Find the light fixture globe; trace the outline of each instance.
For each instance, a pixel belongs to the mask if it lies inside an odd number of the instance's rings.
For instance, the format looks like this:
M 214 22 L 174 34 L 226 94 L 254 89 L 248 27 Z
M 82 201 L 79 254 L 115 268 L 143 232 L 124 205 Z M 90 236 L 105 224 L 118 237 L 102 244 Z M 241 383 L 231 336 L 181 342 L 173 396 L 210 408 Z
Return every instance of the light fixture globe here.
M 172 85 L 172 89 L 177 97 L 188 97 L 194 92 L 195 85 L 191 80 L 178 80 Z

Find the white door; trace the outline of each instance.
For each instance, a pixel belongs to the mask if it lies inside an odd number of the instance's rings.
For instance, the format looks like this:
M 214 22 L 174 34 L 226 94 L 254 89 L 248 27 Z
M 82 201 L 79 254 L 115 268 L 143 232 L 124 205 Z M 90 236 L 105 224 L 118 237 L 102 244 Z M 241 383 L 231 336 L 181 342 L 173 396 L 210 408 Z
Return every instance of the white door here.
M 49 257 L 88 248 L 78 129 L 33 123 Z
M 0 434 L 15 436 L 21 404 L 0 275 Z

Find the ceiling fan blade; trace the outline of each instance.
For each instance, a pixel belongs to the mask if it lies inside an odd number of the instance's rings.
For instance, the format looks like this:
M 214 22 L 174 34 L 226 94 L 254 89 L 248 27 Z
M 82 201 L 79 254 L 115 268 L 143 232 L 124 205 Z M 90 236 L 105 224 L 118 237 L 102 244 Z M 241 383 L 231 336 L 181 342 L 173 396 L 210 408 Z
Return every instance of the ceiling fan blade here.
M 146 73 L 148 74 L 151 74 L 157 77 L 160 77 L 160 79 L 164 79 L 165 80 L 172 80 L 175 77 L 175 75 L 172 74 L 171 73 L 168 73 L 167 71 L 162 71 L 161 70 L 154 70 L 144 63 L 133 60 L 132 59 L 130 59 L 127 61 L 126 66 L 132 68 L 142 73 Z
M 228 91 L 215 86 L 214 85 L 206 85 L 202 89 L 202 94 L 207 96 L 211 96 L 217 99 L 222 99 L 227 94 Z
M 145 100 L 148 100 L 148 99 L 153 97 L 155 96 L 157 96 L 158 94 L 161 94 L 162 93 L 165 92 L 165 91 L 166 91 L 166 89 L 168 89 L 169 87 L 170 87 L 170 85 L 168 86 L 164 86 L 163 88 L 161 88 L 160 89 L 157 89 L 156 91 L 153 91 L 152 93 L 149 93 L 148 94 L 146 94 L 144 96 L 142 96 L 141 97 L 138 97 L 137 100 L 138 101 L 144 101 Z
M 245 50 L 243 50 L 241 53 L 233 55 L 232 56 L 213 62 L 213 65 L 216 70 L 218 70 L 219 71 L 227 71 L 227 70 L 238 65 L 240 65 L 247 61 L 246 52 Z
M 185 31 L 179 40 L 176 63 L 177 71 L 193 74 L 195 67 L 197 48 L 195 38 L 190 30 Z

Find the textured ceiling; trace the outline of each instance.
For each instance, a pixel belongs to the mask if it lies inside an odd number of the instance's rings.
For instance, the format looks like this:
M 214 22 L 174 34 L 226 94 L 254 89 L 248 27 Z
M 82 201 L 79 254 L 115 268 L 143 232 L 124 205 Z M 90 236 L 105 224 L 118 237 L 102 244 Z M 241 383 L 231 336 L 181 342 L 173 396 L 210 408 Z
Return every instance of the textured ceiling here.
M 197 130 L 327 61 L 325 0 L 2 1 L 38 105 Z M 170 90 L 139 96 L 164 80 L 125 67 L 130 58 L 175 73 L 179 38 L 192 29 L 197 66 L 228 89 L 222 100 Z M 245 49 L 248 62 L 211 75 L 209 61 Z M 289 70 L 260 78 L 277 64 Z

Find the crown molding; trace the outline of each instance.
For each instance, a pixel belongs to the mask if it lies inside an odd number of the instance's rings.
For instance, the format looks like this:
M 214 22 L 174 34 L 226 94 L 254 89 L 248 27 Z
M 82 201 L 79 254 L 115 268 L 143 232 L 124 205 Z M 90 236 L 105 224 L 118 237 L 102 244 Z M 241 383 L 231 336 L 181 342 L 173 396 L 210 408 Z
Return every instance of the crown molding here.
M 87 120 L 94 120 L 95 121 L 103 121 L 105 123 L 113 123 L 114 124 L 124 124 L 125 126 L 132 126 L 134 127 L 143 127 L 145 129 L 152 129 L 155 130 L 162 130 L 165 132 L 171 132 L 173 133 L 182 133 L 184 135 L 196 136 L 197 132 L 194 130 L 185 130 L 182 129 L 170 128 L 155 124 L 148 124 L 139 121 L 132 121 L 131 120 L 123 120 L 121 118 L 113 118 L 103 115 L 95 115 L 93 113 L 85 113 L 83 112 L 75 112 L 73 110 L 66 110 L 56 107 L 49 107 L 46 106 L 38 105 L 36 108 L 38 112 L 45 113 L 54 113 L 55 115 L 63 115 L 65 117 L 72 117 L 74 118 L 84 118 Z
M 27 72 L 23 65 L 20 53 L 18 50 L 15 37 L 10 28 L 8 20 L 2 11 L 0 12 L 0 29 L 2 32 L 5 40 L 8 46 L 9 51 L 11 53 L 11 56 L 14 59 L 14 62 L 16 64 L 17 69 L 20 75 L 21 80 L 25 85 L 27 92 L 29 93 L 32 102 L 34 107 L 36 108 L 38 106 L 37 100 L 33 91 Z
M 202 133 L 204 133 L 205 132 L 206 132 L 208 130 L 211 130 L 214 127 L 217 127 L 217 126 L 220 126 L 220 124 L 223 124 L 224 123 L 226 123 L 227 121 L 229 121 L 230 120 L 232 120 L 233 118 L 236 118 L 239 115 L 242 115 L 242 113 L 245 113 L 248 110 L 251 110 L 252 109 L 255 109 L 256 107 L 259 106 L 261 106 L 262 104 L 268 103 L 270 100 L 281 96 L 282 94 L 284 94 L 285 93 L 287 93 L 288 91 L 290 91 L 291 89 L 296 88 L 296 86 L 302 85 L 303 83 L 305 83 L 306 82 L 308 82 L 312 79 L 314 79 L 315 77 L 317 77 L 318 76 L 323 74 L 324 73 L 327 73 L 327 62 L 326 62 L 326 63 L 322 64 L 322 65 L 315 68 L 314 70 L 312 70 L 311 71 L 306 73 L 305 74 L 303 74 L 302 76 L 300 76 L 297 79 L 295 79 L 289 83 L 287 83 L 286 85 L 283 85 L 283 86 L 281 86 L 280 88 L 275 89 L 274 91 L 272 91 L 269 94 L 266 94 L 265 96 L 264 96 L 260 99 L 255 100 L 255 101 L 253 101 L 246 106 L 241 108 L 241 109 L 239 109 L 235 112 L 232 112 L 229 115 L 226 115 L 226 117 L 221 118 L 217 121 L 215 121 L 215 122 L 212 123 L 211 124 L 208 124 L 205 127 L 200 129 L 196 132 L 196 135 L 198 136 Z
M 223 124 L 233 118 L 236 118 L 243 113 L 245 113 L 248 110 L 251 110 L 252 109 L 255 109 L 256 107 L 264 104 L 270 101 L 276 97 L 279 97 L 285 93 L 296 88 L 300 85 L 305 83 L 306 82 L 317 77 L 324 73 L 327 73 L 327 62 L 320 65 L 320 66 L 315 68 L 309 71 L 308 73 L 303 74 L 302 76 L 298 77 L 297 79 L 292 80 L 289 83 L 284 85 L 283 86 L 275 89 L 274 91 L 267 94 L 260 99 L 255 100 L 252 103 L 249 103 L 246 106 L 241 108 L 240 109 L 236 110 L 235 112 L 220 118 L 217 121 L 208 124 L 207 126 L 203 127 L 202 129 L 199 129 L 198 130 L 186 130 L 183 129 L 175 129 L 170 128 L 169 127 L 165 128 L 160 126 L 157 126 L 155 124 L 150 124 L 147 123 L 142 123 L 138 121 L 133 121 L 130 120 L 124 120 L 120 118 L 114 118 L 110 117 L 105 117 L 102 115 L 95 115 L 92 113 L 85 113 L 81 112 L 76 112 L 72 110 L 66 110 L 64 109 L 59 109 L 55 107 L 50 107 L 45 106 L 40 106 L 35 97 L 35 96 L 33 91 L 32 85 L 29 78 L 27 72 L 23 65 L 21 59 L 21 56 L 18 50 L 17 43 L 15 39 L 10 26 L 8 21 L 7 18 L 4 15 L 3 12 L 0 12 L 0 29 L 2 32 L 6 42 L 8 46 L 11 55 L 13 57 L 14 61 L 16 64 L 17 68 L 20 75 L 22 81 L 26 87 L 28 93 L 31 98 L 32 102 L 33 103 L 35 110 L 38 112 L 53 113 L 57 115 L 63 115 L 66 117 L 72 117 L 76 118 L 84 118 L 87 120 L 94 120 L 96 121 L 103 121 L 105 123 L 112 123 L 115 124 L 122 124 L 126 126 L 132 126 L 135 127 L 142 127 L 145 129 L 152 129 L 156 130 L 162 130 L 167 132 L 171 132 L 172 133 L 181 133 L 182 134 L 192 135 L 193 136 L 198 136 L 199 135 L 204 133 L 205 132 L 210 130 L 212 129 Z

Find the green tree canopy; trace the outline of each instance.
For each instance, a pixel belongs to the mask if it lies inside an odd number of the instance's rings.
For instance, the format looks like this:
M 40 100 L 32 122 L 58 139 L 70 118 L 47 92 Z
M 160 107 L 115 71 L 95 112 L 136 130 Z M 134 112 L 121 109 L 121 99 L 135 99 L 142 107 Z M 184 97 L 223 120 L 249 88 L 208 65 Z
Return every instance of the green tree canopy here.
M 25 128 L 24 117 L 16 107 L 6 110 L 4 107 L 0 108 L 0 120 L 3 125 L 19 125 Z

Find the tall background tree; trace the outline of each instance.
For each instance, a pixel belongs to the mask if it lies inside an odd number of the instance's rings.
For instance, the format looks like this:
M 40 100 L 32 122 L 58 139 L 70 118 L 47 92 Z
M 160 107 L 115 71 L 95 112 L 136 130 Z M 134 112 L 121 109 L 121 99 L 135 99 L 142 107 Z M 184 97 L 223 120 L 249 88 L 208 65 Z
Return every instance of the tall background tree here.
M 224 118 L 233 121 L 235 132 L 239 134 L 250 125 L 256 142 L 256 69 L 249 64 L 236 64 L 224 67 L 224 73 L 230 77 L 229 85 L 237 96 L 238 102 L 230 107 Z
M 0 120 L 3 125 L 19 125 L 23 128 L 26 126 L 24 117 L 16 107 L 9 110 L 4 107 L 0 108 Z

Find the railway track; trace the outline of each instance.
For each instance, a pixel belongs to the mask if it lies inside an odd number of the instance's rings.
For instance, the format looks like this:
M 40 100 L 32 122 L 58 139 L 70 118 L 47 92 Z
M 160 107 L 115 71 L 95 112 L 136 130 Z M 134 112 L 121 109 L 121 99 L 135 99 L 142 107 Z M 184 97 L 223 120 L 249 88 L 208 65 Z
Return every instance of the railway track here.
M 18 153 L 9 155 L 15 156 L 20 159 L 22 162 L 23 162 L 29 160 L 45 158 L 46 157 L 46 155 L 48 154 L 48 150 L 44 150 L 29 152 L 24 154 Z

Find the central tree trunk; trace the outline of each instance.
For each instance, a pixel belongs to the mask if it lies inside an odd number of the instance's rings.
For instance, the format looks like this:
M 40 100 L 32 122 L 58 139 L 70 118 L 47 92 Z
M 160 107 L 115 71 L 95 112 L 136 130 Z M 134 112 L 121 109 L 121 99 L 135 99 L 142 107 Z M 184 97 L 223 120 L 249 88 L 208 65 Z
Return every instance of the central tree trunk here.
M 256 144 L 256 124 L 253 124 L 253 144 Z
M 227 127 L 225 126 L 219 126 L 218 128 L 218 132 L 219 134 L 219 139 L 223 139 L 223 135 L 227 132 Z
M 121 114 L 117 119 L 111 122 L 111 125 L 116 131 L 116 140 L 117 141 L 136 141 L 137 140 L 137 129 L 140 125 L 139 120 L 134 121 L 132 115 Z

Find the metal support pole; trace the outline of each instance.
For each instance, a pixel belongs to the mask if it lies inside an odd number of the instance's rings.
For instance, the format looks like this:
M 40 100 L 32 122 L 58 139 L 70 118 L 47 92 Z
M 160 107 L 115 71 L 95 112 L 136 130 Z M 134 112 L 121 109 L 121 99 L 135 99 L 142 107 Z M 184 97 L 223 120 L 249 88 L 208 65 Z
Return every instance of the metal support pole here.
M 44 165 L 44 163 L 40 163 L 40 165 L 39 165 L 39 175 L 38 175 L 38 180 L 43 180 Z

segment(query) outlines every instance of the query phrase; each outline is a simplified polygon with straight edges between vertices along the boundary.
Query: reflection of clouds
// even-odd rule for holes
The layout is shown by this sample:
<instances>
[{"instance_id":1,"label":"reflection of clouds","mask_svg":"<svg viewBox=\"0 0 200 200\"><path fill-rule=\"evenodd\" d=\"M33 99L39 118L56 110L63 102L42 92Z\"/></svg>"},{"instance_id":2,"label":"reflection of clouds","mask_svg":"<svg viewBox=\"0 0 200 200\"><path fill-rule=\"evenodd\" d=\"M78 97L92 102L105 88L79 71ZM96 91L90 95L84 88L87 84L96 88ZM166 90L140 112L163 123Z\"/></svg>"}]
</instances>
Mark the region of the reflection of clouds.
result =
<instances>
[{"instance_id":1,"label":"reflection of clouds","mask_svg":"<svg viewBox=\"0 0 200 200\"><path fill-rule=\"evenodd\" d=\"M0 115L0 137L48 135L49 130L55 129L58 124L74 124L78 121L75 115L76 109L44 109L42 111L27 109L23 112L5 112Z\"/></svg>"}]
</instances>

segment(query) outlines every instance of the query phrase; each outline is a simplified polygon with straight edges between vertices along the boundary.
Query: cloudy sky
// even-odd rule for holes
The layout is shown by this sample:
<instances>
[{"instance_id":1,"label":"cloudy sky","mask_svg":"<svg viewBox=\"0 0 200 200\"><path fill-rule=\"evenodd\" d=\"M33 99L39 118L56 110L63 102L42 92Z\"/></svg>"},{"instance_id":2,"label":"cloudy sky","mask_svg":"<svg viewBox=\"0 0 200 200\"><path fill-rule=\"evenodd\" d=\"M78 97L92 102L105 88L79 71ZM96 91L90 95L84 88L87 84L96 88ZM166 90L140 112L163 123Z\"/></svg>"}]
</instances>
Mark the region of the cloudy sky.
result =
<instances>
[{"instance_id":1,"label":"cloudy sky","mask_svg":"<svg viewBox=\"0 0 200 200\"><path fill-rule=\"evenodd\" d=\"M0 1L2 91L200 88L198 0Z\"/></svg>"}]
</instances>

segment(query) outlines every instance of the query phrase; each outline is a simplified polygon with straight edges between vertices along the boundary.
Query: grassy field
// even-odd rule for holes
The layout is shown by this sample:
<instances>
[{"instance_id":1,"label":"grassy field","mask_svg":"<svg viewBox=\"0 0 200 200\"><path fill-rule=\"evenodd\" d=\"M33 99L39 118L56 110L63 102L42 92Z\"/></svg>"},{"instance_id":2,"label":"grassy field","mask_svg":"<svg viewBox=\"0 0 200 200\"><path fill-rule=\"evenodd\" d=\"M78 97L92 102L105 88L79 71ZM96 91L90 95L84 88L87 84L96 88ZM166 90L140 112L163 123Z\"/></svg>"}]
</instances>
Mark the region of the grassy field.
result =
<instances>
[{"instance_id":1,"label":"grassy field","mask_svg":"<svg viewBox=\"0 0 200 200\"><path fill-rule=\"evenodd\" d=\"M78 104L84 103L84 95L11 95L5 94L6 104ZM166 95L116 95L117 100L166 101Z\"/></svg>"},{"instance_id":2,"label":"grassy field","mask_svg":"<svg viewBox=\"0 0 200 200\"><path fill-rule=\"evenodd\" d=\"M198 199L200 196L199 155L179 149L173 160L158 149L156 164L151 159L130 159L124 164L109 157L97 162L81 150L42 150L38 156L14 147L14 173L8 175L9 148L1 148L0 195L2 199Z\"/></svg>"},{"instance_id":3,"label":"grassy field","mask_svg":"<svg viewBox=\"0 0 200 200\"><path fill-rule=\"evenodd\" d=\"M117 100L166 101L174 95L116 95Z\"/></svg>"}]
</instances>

------------------------------------

TASK DESCRIPTION
Copy out the records again word for word, from the line with "Find the tall" to the line with "M 0 120 L 3", both of those lines included.

RESPONSE TO THIS EXERCISE
Find the tall background tree; trace the outline of each instance.
For each instance, a pixel belongs to the mask if it lies inside an odd number of the instance's rings.
For instance, the format looks like this:
M 40 100 L 32 122 L 58 139 L 70 118 L 47 92 Z
M 160 107 L 115 71 L 95 112 L 136 130 Z M 134 112 L 121 109 L 121 99 L 135 99 L 142 107 Z M 184 97 L 223 120 L 249 88 L 208 65 Z
Return every instance of the tall background tree here.
M 224 118 L 233 121 L 235 132 L 239 134 L 250 125 L 256 142 L 256 69 L 249 64 L 236 64 L 224 67 L 224 73 L 230 77 L 229 85 L 237 96 L 238 102 L 230 107 Z
M 0 120 L 3 125 L 19 125 L 23 128 L 26 126 L 24 117 L 16 107 L 9 110 L 4 107 L 0 108 Z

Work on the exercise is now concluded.